DATASET CONTENT –

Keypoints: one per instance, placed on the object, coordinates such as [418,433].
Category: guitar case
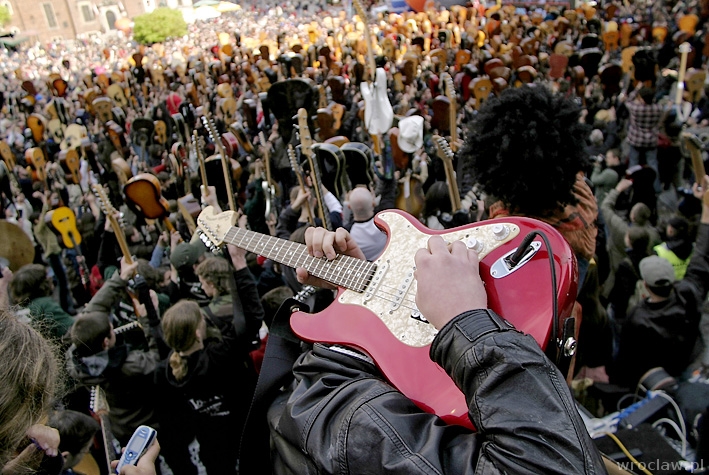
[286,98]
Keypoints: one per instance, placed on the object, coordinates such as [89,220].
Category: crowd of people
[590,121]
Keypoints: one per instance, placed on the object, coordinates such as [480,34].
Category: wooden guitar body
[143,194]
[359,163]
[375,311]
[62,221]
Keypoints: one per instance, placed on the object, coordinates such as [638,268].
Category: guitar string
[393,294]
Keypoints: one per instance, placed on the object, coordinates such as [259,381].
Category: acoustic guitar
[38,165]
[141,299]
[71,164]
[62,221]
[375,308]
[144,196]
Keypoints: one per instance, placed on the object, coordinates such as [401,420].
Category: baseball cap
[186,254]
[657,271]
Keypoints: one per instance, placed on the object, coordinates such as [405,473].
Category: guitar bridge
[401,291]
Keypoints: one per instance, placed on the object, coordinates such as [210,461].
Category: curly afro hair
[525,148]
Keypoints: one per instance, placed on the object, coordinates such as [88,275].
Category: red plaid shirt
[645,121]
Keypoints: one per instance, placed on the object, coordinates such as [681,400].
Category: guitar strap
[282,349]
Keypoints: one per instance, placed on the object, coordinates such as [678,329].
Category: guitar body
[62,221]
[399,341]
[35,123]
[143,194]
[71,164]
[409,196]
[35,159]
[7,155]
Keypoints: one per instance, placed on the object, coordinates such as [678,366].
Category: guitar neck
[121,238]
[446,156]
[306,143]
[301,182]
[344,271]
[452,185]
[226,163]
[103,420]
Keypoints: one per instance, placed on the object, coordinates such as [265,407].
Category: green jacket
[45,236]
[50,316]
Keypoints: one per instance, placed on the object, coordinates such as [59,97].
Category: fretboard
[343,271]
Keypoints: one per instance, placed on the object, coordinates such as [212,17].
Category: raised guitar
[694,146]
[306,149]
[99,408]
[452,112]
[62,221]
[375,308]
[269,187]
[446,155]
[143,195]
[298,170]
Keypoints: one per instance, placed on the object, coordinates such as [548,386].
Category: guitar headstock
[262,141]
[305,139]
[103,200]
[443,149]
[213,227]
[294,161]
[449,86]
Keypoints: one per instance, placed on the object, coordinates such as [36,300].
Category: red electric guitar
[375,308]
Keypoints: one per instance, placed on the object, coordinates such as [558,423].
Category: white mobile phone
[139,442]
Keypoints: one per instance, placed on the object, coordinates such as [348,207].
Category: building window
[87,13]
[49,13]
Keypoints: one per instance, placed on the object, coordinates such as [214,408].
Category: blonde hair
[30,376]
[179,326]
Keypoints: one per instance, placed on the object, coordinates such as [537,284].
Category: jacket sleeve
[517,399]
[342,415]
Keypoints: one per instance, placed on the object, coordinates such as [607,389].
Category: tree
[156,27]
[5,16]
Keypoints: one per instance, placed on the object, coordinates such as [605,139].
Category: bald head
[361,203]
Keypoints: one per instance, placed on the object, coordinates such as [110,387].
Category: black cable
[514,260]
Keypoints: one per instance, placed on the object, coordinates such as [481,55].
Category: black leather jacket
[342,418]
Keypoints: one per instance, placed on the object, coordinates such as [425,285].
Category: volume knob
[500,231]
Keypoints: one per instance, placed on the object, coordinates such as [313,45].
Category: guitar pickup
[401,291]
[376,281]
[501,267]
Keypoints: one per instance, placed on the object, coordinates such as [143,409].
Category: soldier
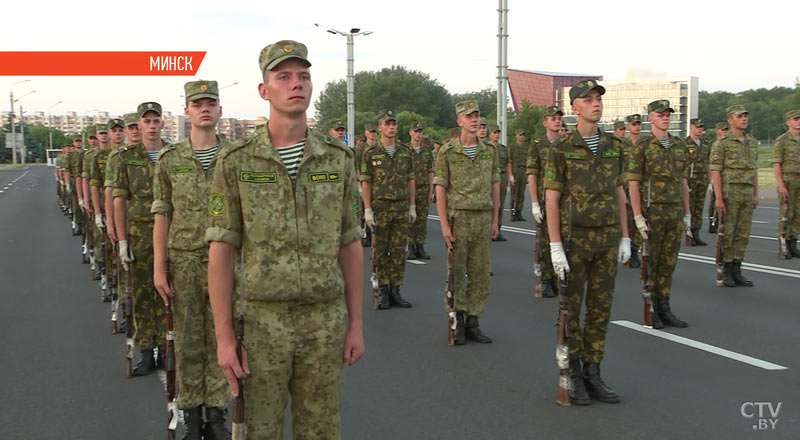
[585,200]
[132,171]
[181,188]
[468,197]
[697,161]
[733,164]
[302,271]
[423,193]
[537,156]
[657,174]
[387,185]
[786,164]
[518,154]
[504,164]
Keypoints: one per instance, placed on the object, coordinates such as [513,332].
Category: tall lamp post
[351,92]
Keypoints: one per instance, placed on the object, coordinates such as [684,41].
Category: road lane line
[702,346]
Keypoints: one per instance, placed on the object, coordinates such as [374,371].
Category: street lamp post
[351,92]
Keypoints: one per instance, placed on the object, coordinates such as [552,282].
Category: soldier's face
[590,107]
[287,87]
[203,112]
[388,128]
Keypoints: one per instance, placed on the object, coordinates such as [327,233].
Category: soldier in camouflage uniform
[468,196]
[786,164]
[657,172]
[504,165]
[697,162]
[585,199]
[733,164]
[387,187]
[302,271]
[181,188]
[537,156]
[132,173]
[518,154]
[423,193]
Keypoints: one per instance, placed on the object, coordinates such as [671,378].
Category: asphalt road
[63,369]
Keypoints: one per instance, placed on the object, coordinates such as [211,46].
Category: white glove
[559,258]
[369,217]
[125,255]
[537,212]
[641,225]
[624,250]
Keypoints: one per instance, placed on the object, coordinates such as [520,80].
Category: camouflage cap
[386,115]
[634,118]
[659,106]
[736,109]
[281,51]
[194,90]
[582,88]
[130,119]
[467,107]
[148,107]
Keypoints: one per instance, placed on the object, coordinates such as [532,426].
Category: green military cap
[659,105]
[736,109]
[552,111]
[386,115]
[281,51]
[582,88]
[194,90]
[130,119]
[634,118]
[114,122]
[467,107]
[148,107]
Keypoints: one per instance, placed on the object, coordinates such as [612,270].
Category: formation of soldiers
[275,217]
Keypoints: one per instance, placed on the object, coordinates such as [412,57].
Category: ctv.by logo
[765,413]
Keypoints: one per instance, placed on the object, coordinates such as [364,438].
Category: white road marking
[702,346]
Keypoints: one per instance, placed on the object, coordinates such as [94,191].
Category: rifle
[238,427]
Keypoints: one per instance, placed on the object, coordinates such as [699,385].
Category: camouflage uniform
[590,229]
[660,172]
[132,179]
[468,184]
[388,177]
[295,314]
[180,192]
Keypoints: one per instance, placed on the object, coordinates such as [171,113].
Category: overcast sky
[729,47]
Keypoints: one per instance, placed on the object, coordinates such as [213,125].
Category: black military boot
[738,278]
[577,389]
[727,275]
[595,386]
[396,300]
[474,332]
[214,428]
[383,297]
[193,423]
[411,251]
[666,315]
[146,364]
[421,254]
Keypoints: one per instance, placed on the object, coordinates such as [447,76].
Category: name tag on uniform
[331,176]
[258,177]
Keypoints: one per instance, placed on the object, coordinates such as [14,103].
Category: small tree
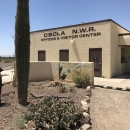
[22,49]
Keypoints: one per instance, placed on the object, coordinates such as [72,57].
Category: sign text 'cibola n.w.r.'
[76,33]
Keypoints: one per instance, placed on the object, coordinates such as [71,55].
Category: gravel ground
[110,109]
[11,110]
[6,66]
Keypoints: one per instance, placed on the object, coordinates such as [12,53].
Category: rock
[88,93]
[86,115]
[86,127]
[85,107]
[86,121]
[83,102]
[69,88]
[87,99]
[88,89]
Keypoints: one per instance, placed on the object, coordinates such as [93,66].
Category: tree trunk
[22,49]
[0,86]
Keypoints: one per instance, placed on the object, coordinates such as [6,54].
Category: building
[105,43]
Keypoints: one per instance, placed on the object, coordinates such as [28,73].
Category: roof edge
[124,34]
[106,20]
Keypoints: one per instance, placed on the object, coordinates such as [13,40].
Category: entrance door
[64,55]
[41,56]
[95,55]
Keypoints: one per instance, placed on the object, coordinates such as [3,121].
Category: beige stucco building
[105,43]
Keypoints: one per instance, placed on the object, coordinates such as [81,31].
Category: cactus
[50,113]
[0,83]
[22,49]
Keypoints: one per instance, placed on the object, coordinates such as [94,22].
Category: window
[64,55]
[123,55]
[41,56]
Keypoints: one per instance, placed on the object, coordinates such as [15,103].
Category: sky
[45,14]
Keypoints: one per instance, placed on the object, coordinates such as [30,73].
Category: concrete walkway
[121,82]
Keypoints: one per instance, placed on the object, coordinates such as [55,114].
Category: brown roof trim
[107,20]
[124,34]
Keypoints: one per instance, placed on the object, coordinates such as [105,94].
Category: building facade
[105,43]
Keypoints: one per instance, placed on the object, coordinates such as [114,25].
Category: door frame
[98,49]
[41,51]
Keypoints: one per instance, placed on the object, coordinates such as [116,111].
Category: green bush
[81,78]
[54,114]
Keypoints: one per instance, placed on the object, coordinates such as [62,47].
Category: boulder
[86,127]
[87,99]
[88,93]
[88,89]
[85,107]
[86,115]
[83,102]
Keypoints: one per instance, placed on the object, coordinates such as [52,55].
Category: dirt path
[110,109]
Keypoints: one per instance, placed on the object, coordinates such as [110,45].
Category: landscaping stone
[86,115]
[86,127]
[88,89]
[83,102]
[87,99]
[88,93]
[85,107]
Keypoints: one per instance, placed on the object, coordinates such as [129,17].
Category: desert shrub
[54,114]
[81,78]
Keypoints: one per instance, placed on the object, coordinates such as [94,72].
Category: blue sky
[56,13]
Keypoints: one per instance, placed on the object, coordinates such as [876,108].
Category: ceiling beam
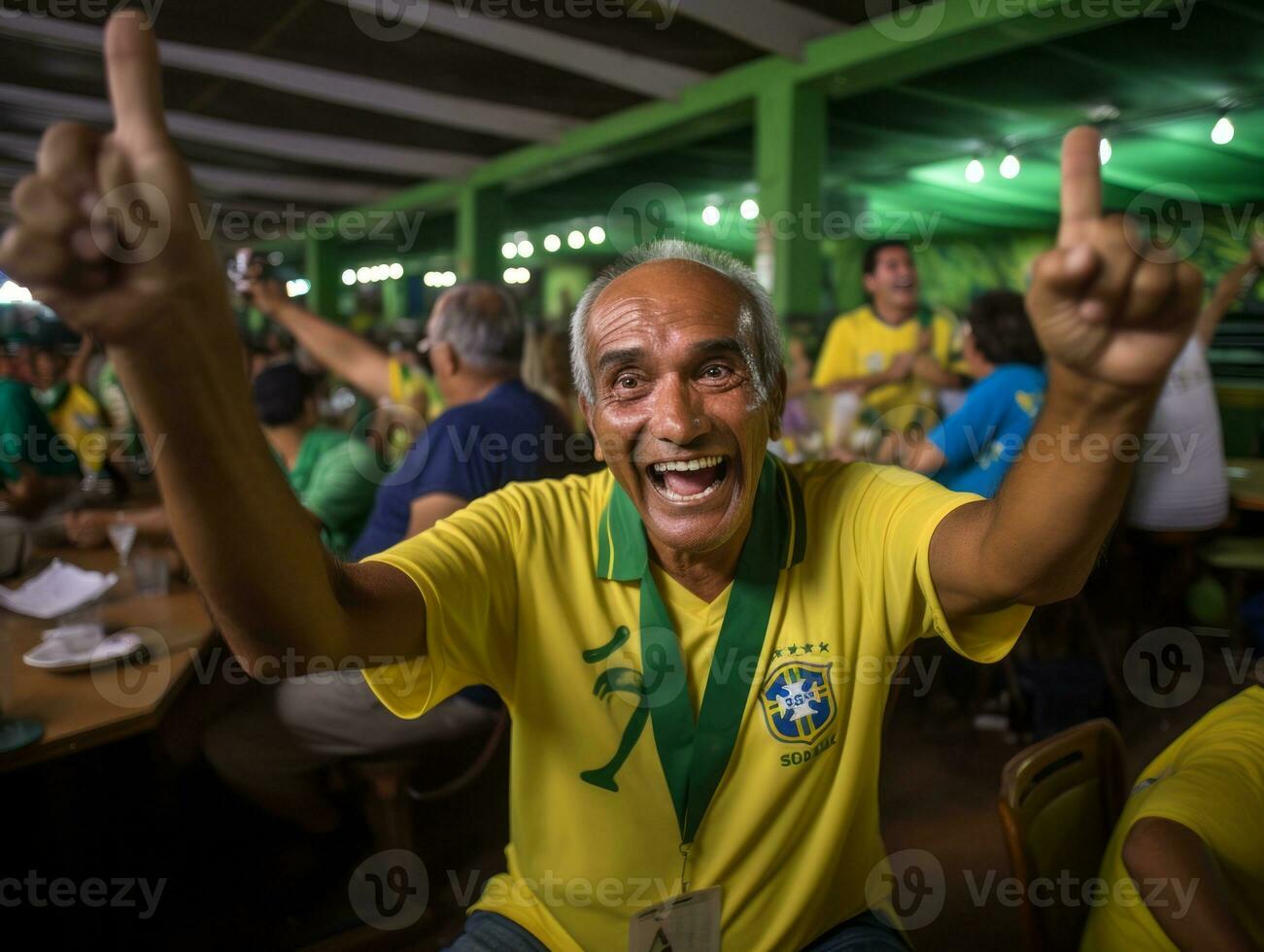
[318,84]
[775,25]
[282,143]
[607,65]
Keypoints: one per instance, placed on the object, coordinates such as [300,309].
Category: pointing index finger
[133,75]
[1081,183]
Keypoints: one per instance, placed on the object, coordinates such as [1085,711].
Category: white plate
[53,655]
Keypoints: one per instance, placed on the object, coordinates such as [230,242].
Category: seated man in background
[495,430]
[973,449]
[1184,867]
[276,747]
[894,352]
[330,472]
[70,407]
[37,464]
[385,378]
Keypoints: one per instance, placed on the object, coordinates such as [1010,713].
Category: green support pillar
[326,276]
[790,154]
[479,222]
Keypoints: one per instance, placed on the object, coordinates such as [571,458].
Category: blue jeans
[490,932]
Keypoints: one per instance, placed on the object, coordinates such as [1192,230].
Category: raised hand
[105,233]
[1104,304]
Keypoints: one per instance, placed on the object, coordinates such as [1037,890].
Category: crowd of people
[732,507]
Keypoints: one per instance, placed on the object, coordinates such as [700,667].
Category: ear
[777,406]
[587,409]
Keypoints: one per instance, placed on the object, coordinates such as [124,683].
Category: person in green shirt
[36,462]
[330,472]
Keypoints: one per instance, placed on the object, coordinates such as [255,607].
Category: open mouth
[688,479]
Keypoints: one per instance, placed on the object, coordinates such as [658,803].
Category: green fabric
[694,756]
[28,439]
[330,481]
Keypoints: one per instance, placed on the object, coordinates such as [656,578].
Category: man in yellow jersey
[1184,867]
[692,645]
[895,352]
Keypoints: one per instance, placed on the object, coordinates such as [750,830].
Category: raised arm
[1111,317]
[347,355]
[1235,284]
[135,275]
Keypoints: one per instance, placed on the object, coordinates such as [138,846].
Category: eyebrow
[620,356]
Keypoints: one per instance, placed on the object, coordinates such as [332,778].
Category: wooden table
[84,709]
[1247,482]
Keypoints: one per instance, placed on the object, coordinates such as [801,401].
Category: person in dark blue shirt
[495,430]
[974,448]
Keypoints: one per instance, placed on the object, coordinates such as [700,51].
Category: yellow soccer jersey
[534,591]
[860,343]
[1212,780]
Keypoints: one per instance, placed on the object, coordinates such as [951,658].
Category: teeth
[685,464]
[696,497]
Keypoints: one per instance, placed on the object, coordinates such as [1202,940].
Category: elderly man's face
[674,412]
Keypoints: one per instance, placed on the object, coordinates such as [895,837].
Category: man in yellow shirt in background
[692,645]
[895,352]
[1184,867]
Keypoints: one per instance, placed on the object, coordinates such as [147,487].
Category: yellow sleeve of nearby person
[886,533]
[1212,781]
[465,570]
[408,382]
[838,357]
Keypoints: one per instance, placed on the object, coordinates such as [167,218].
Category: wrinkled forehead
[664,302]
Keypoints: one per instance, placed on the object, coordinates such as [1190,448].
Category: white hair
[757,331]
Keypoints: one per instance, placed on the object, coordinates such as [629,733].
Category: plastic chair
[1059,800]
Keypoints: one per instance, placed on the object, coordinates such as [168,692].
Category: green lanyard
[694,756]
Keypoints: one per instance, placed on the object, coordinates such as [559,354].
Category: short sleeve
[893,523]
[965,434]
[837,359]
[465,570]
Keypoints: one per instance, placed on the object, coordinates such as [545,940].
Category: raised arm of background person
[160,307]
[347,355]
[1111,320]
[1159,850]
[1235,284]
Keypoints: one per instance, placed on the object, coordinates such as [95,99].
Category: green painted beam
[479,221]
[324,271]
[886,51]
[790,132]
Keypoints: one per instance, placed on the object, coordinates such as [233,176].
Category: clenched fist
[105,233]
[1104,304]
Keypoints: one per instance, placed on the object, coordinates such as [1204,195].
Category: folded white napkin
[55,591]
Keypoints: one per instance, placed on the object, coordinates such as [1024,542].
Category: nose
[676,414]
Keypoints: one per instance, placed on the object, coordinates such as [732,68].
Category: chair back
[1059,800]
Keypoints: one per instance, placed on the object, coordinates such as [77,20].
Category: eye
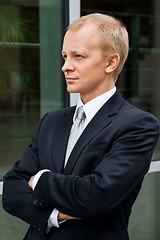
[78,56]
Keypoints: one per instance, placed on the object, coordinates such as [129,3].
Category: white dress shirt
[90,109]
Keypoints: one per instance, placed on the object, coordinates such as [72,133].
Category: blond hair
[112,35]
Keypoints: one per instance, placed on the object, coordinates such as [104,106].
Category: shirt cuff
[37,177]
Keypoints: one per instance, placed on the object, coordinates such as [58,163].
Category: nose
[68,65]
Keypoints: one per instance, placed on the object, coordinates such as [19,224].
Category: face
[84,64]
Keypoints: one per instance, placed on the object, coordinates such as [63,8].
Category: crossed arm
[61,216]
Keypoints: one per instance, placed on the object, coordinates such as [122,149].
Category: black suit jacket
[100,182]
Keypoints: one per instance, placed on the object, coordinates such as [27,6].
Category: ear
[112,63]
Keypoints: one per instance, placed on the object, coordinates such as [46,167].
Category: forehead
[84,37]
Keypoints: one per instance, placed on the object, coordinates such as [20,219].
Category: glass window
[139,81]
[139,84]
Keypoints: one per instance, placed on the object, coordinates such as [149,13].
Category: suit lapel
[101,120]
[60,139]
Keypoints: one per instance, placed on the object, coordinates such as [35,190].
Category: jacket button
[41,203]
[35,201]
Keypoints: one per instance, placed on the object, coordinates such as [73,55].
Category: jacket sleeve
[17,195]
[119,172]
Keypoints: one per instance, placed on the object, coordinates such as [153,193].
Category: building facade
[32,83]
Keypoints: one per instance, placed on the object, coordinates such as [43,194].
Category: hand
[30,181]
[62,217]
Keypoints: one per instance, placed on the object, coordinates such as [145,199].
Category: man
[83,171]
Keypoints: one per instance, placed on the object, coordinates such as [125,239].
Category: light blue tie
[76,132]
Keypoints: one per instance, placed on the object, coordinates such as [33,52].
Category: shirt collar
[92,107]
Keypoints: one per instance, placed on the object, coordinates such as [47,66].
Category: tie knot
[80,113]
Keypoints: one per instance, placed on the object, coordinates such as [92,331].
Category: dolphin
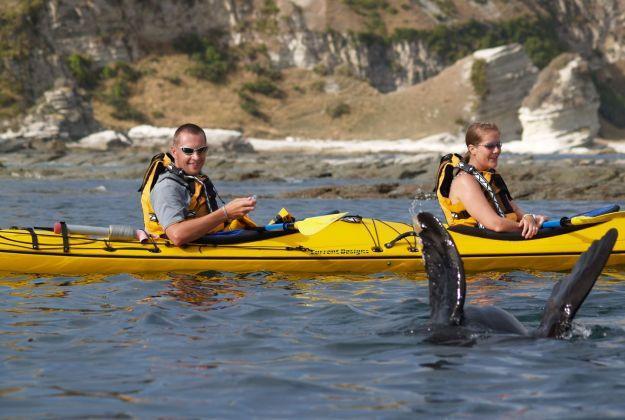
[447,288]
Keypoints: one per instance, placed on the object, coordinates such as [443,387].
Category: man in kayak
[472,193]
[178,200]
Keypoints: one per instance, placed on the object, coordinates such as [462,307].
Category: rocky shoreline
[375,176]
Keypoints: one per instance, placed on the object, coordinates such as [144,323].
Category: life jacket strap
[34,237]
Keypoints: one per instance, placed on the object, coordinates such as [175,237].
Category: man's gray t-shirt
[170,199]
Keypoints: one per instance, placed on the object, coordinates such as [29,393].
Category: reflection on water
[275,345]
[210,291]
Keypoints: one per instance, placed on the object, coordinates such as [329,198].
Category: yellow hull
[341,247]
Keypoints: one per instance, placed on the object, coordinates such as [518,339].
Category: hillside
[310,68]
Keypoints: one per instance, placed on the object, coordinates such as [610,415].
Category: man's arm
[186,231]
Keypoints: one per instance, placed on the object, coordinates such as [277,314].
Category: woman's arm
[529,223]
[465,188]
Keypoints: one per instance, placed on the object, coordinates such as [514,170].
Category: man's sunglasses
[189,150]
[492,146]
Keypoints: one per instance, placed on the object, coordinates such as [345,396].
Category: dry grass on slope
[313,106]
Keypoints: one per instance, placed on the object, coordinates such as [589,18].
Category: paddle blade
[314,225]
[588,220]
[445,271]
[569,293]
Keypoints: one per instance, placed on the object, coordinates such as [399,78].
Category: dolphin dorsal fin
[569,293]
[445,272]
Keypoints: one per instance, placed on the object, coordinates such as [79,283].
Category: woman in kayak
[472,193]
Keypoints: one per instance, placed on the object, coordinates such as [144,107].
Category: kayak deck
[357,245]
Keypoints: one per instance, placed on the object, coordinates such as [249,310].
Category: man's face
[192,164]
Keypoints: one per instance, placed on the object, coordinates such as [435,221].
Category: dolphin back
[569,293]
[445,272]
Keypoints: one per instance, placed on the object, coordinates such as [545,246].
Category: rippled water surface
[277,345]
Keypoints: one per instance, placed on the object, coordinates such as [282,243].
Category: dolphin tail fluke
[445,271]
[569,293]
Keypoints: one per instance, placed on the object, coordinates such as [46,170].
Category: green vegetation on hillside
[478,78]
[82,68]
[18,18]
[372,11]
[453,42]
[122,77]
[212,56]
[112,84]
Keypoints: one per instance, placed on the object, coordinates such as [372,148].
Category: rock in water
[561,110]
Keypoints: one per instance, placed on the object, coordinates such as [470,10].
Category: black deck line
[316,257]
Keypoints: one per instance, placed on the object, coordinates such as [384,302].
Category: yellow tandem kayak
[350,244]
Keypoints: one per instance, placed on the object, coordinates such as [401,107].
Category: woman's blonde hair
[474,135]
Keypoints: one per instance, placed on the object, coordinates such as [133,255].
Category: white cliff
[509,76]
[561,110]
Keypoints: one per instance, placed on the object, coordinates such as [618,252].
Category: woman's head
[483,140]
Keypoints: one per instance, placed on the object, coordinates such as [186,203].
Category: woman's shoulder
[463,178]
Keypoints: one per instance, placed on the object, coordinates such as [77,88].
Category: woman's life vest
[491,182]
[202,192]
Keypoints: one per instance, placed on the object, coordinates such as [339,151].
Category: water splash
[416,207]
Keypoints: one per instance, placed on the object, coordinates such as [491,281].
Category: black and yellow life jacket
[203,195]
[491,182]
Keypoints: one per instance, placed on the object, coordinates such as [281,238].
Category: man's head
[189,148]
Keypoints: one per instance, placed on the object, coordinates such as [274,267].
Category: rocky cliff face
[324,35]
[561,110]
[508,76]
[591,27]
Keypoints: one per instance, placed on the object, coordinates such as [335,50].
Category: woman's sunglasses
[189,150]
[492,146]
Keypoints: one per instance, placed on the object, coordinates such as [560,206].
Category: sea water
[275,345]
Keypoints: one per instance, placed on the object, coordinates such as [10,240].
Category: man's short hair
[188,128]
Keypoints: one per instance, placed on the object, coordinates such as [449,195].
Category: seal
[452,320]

WRITTEN PROBLEM – Output exactly the lines from the one containing "such as [618,252]." through the last line of the entries, both ends included.

FINISHED TASK –
Keypoints: one per instance, placed on the object, coordinates such as [618,252].
Category: woman's head
[483,140]
Keypoints: one per instance, placed on the object, coordinates such as [186,203].
Category: woman's shoulder
[463,178]
Keypoints: one per instance, placed on the object, coordinates such as [77,88].
Category: woman's life vest
[491,182]
[202,192]
Keypoints: one per instance, placed on the object, coordinates such as [339,151].
Category: water splash
[416,207]
Keypoints: one per instance, placed on the object, coordinates such as [491,281].
Category: black and yellow life jacket
[203,195]
[491,182]
Keypoints: one per instance, placed on the object, coordinates such as [281,238].
Category: man's head
[189,148]
Keypoints: one per instance, placed on the object, coordinates such as [274,267].
Category: rocky cliff face
[324,35]
[561,110]
[508,76]
[591,27]
Keypoints: one per instance, placed on the object, coordinates such as [335,50].
Category: woman's sunglasses
[189,150]
[492,146]
Keypoints: one per instance, placed on the object, coordinates such as [560,206].
Category: sea water
[275,345]
Keypoints: one per instance, placed on the object, coordinates such as [10,240].
Category: man's short hair
[188,128]
Keypoints: one per instance, placed on the object, coordinates such as [449,195].
Category: seal
[452,320]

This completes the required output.